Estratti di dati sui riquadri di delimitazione
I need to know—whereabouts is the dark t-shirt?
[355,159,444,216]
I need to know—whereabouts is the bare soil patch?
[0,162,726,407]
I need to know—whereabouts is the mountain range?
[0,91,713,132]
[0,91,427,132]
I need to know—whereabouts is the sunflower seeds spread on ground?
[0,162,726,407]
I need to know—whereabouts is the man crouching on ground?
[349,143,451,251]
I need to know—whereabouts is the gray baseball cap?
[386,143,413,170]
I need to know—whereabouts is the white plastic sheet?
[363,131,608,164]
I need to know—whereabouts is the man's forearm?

● RICHIESTA:
Estrai per favore le righe dei dati dal tratto che va dalla riga contenente "I need to know—whereabouts is the sunflower" fino alla fine dei dati, estremi inclusi, e ripetile identiche.

● COMPITO SVOLTO:
I need to know—whereabouts is the sunflower seeds spread on ground?
[0,162,726,407]
I need to know—whereabouts is the man crouching on ground?
[349,143,451,251]
I need to know—whereabouts is the gray baseball cap?
[386,143,413,170]
I need to know—whereabouts is the white plastic sheet?
[363,131,608,164]
I need to know—whereabouts is the man's forearm?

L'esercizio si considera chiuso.